- Material shown -
*-*-*

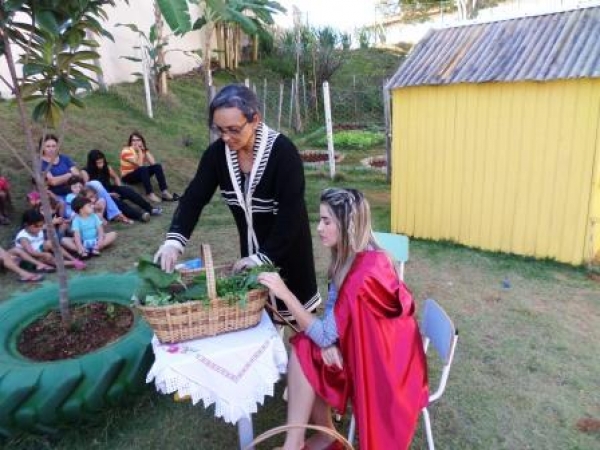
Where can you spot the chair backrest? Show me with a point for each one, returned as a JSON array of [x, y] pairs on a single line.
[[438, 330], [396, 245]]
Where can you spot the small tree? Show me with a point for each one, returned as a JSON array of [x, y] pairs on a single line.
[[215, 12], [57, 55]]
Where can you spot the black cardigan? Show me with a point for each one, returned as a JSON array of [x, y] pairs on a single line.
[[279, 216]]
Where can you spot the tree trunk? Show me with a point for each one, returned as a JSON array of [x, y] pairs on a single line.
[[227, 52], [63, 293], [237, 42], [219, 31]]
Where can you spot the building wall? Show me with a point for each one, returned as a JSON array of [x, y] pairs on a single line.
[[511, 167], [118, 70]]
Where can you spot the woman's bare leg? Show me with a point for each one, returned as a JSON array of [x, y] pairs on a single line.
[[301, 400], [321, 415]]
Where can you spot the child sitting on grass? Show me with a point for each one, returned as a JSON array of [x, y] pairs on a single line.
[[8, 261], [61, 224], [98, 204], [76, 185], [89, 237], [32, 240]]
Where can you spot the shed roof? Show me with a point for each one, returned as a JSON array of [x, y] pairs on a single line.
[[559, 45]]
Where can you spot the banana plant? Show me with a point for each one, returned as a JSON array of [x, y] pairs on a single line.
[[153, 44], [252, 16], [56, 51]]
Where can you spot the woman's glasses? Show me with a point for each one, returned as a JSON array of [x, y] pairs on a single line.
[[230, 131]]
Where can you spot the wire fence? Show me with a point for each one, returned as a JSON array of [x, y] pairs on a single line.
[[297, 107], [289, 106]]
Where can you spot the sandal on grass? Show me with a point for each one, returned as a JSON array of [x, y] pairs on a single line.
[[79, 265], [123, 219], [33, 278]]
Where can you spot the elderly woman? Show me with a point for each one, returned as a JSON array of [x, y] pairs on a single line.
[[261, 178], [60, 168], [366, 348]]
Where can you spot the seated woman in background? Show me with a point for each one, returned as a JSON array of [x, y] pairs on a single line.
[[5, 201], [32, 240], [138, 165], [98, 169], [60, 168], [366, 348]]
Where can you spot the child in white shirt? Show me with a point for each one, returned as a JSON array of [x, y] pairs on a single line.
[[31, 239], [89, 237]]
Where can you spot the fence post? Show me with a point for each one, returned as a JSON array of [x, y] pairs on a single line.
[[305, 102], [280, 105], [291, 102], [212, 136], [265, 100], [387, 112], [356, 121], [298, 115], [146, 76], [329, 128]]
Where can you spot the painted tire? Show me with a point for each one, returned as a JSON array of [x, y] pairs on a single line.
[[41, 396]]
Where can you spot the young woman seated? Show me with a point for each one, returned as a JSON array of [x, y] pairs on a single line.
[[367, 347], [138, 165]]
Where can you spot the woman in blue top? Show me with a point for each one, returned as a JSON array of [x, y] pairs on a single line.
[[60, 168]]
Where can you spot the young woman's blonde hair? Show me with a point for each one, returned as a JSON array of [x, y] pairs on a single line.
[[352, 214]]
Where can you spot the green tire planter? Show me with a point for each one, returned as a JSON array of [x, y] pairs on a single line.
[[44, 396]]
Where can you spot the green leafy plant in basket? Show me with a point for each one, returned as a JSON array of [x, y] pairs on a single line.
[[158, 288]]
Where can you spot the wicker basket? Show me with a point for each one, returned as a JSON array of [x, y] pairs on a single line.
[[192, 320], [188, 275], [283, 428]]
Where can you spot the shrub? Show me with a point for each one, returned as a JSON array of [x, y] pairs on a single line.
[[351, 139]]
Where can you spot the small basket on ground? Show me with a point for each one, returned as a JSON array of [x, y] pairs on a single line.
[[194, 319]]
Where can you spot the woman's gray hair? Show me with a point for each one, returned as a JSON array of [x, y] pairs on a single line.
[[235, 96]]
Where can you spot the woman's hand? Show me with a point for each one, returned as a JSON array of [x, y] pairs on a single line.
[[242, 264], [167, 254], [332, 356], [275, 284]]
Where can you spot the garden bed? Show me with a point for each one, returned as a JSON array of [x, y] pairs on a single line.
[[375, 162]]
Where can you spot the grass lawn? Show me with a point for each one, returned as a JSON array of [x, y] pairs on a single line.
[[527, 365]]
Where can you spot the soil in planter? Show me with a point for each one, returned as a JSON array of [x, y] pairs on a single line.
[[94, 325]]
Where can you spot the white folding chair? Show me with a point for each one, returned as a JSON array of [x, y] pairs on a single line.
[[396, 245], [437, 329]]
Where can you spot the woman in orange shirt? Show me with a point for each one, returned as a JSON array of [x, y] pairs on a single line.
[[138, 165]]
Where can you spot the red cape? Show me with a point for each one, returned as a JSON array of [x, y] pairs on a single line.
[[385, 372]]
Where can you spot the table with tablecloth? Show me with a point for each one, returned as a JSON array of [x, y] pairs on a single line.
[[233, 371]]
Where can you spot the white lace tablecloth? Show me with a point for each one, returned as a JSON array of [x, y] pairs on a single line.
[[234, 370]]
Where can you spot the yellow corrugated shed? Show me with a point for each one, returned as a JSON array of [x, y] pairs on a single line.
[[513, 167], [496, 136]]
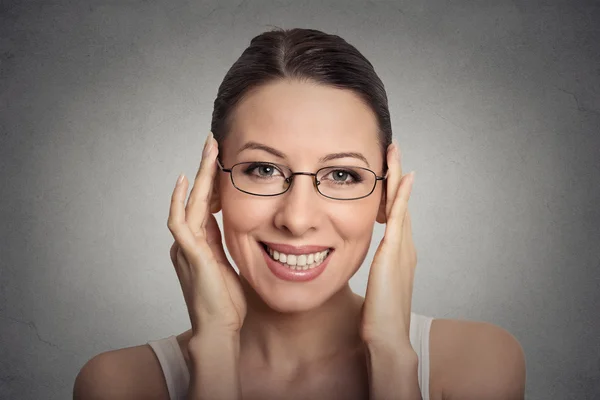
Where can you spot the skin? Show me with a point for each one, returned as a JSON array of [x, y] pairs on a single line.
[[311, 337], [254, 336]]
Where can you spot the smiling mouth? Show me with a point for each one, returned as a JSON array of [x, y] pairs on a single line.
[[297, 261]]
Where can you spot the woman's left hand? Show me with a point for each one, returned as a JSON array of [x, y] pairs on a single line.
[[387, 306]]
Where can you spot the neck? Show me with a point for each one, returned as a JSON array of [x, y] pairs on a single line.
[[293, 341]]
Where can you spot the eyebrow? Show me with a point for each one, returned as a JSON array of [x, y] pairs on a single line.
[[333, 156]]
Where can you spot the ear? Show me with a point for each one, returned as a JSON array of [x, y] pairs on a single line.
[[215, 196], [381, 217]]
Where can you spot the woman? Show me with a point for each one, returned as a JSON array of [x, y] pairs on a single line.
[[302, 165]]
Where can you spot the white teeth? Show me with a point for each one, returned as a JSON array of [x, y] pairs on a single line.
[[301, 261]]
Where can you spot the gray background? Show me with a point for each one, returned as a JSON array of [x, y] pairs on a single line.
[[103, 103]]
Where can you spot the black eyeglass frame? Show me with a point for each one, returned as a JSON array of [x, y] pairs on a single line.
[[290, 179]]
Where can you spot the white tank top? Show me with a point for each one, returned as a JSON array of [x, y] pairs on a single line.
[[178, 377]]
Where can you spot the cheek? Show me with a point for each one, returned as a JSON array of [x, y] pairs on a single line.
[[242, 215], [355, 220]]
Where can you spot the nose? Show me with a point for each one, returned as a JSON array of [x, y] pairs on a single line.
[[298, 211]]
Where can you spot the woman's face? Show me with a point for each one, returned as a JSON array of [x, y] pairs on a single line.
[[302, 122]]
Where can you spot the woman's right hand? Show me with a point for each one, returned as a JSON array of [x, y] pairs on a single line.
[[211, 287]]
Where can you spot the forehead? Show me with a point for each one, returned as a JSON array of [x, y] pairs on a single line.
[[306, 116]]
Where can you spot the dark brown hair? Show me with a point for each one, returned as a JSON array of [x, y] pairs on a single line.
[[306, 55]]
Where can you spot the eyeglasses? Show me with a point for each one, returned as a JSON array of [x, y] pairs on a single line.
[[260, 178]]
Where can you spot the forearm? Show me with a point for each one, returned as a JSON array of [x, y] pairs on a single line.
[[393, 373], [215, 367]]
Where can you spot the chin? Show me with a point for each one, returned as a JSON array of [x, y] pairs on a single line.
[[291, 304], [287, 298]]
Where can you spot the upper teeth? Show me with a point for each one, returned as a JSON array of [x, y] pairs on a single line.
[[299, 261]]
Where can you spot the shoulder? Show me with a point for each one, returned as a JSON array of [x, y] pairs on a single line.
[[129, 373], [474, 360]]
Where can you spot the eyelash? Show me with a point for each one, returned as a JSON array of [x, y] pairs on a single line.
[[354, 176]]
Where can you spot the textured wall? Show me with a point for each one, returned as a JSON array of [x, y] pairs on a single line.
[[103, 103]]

*-*-*

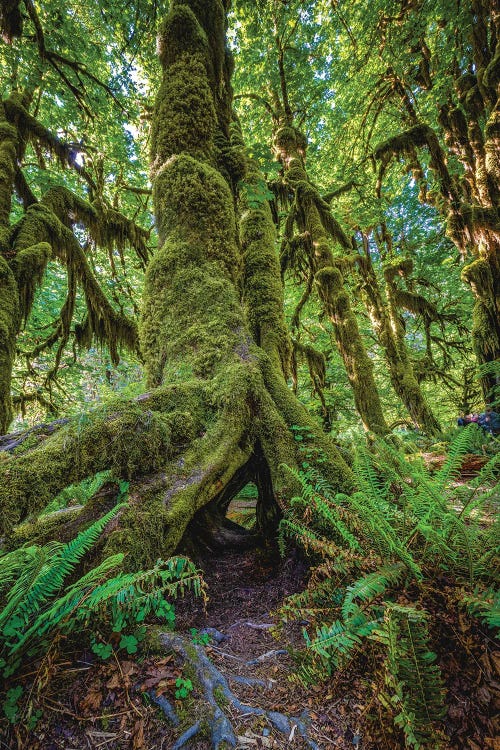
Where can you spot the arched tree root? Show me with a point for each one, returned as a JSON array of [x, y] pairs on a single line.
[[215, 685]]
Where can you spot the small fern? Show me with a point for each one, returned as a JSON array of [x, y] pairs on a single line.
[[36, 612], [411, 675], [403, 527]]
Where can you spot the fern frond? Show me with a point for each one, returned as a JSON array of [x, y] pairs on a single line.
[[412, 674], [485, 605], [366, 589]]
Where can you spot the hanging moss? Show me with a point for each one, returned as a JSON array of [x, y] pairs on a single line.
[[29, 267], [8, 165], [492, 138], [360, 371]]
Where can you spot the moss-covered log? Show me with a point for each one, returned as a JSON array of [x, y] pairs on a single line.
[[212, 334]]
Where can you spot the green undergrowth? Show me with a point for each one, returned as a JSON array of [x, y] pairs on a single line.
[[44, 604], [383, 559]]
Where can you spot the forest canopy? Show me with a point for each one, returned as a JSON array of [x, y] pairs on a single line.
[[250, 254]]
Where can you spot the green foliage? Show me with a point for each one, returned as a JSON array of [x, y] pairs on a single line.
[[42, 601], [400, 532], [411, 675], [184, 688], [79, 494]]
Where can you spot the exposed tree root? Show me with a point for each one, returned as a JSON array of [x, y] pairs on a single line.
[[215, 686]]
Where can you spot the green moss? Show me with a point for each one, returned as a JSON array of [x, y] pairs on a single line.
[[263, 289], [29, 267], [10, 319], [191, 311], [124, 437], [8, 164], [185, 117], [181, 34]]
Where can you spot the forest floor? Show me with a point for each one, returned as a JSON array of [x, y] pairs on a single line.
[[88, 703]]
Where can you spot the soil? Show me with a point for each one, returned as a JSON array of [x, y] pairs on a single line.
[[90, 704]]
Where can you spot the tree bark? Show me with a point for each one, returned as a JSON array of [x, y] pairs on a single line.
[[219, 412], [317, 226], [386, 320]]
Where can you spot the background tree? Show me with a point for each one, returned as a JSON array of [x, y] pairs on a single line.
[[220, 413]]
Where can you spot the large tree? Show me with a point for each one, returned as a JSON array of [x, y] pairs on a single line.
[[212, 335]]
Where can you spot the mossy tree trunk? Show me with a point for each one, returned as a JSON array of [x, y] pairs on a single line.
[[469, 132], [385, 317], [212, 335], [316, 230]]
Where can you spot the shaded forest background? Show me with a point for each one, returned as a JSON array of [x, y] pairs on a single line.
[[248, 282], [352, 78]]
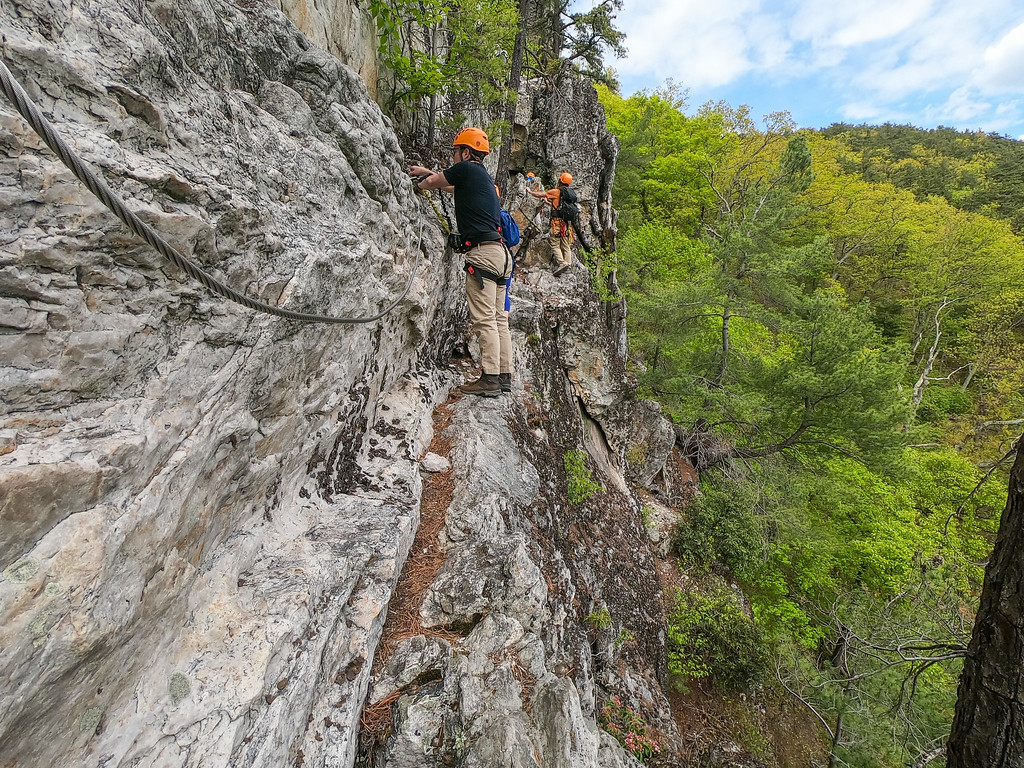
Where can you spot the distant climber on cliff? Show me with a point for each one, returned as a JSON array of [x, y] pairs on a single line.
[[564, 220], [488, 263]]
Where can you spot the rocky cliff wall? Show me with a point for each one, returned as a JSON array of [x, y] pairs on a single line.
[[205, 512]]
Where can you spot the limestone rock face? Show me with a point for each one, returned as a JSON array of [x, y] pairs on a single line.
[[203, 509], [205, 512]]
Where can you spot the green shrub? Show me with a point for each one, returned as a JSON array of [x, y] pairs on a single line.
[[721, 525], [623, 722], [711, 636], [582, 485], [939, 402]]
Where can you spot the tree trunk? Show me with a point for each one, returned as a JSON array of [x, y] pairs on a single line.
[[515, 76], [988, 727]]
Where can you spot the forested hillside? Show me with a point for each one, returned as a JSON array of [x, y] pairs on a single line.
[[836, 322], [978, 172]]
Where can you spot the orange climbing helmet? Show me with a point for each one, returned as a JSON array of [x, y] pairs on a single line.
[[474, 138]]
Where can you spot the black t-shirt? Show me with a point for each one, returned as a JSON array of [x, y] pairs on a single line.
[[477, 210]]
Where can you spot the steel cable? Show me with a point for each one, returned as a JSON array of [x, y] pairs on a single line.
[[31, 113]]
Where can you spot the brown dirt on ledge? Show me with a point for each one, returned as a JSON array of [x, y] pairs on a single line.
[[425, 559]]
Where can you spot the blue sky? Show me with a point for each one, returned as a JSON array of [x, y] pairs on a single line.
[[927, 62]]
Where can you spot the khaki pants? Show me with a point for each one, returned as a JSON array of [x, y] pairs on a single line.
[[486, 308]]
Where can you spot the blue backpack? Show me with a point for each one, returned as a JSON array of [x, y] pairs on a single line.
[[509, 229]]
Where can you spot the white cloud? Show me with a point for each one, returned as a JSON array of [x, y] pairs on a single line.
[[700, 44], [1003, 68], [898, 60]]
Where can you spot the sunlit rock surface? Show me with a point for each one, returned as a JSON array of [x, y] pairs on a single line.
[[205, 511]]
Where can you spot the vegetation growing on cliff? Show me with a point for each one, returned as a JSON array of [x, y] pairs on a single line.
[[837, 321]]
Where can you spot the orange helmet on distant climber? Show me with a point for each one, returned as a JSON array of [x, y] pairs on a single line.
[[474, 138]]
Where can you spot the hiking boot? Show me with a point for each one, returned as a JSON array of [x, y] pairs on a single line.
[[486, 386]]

*-*-*

- Set exercise -
Reproduce the items from the line with "Where can you spot the wicker" to the line with "[[513, 167], [496, 136]]", substituting "table linen" for "tablecloth" and leaving everything else unchanged.

- Task result -
Where can you spot the wicker basket? Show me with a point for each one, returned as a JSON array of [x, y] pairs on a single line.
[[192, 320], [188, 275], [283, 428]]
Where can you spot the shrub? Show me with a point for each one, returned as a JSON array of [x, y] pairs on a single line.
[[351, 139]]
Where can you spot the small basket on ground? Show me with a point for each one, returned as a JSON array of [x, y] pairs on a single line.
[[194, 319]]
Where can you spot the woman's gray hair? Show me with a point for each one, returned as a JSON array of [x, y] pairs on a single line.
[[235, 96]]
Where can you spot the woman's hand? Show me with a point for each one, returned as a JSON array of [x, y] pairs on a single line.
[[242, 264], [167, 254], [332, 356], [275, 284]]
Where can you spot the garden bed? Show me with a point for each one, returned as a JSON array of [x, y] pairs on a single line.
[[375, 162]]
Where can you spot the grass lawn? Show me with a point for each one, returned as a JSON array of [x, y] pairs on a single line.
[[527, 365]]
Where can you spot the soil in planter? Show me with a point for each one, returned as a JSON array of [x, y] pairs on a single line.
[[94, 325]]
Where can you spot the white folding chair? Show me with a point for each one, returned as a JSON array of [x, y] pairs on a single line.
[[396, 245], [437, 329]]
Where can you spot the woman in orange shirt? Show me with a point for each one, returned as a JSON array of [x, y] pairs on a single line.
[[138, 165]]
Where can you spot the red cape? Show me with a point for each one, returned as a JSON array of [x, y] pairs on a single line.
[[385, 372]]
Where can you spot the table with table linen? Show me with a point for each one, returned as a JSON array of [x, y] pairs on a single line.
[[233, 371]]
Where can you spot the white lace table linen? Show me with a point for each one, returned as a JSON array of [x, y] pairs on a single line.
[[234, 370]]
Where can you spot the yellow corrugated shed? Show me with a point for each one, returned as a JSON array of [x, y] pairs on a single line.
[[513, 167], [496, 136]]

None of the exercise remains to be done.